(Collected data)
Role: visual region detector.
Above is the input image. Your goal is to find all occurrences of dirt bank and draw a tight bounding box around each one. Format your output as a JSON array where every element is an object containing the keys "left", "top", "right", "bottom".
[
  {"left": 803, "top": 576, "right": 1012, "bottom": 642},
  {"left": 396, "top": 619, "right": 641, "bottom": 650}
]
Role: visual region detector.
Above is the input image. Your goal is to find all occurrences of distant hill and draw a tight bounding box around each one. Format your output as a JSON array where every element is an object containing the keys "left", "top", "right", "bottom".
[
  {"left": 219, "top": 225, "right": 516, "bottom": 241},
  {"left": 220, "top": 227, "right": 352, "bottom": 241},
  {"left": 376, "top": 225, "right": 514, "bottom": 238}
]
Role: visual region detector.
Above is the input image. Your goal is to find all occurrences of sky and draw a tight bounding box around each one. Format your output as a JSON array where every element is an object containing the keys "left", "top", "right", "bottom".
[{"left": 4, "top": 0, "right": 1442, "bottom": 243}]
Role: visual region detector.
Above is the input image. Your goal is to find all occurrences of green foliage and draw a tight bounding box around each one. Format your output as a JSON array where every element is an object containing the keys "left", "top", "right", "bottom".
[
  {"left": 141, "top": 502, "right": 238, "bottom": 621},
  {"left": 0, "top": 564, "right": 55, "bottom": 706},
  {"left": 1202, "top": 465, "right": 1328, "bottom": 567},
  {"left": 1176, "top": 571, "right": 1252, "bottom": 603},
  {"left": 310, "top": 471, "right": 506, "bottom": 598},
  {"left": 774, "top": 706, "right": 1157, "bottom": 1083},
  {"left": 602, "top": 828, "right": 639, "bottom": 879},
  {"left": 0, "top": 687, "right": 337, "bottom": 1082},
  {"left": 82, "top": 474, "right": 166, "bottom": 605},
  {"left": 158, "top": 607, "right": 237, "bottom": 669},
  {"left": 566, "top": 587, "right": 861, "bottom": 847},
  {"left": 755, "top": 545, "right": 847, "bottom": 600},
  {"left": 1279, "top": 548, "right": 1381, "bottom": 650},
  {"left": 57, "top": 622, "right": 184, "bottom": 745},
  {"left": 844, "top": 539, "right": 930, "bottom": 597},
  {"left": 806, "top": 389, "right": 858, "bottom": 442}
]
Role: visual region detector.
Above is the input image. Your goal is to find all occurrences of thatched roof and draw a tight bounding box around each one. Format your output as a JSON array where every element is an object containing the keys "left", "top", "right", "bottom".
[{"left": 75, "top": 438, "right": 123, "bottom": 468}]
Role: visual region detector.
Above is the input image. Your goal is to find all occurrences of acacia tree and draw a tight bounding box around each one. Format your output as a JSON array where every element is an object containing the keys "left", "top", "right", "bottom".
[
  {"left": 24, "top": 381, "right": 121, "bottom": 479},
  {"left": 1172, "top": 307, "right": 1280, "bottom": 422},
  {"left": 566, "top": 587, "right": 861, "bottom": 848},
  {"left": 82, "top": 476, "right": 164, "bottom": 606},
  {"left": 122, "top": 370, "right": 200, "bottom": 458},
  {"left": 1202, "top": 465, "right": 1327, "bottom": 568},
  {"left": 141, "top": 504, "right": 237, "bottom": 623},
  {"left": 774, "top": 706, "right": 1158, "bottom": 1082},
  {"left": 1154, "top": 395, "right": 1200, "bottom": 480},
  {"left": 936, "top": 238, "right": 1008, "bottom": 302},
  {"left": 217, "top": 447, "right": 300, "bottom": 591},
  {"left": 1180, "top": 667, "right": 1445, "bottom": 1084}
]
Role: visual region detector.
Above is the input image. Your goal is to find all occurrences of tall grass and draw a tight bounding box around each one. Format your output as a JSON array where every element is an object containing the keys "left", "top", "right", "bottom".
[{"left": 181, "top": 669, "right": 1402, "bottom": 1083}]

• **Problem to work on**
Repeat all the lines above verbatim.

• **Output**
Role: visual region detector.
Above is the input image. Your goal is to find all occurrences of dirt bank and draw a tight bounding box around each one. Format your output as a JSON array where every element is an object containing the keys "left", "top", "right", "bottom".
[
  {"left": 803, "top": 576, "right": 1012, "bottom": 642},
  {"left": 396, "top": 619, "right": 641, "bottom": 650}
]
Role: visual region detector.
Above is the input image. Your goal is to find all occurrences of distant hill and draw a tight bounding box around each one. Format your output as a JSON array where every element is an object containing the keys "left", "top", "right", "bottom".
[
  {"left": 219, "top": 225, "right": 516, "bottom": 241},
  {"left": 220, "top": 227, "right": 352, "bottom": 241},
  {"left": 376, "top": 225, "right": 514, "bottom": 238}
]
Role: visual region detector.
Above is the input image. Your goal is to find all occurrences of sky and draw a tight bounding box around each one. Format your output as a JSON array where every element is an object containing the keys "left", "top", "right", "bottom".
[{"left": 4, "top": 0, "right": 1442, "bottom": 243}]
Role: visual region detector.
Above is the input image. Your goal is to find all occurrences of green foliage and draw a tight bounding box around each one. Format your output as a JSON array where every element is an object containing the keys "left", "top", "right", "bottom".
[
  {"left": 141, "top": 502, "right": 238, "bottom": 621},
  {"left": 0, "top": 564, "right": 55, "bottom": 706},
  {"left": 1202, "top": 465, "right": 1328, "bottom": 567},
  {"left": 1176, "top": 571, "right": 1252, "bottom": 603},
  {"left": 310, "top": 471, "right": 506, "bottom": 598},
  {"left": 774, "top": 706, "right": 1157, "bottom": 1083},
  {"left": 602, "top": 828, "right": 639, "bottom": 879},
  {"left": 0, "top": 687, "right": 337, "bottom": 1082},
  {"left": 82, "top": 474, "right": 166, "bottom": 605},
  {"left": 158, "top": 607, "right": 237, "bottom": 669},
  {"left": 566, "top": 587, "right": 861, "bottom": 847},
  {"left": 755, "top": 545, "right": 847, "bottom": 600},
  {"left": 1279, "top": 548, "right": 1381, "bottom": 650},
  {"left": 57, "top": 622, "right": 184, "bottom": 745},
  {"left": 844, "top": 539, "right": 930, "bottom": 597},
  {"left": 806, "top": 389, "right": 858, "bottom": 442}
]
Role: visual region detector.
Above is the input image. Your goal is to find all occurrences of thatched roof and draw a tight bounding box around each one. Format your output as a JSON array where every element is an object containing the keys "left", "top", "right", "bottom".
[{"left": 75, "top": 438, "right": 123, "bottom": 468}]
Role: visual region detector.
Above is the input image. Your goal is to find all occurrences of acacia tree and draw a tight bounding box around each one. Format your output as a JSON array where every element is an object containing the keys "left", "top", "right", "bottom".
[
  {"left": 24, "top": 381, "right": 121, "bottom": 479},
  {"left": 1172, "top": 307, "right": 1280, "bottom": 422},
  {"left": 566, "top": 587, "right": 861, "bottom": 848},
  {"left": 82, "top": 476, "right": 164, "bottom": 606},
  {"left": 122, "top": 370, "right": 200, "bottom": 458},
  {"left": 1202, "top": 465, "right": 1327, "bottom": 568},
  {"left": 141, "top": 504, "right": 237, "bottom": 623},
  {"left": 774, "top": 706, "right": 1158, "bottom": 1082},
  {"left": 1154, "top": 395, "right": 1200, "bottom": 480},
  {"left": 936, "top": 238, "right": 1008, "bottom": 302},
  {"left": 217, "top": 447, "right": 300, "bottom": 591},
  {"left": 1180, "top": 667, "right": 1445, "bottom": 1084}
]
Role: visual region detector.
Above is the input image. Your goal is to find all occurrences of tall grass and draw a tight bounding box around each one. Format your output as a JSON array where every element is an object containing the keys "left", "top", "right", "bottom".
[{"left": 181, "top": 669, "right": 1402, "bottom": 1083}]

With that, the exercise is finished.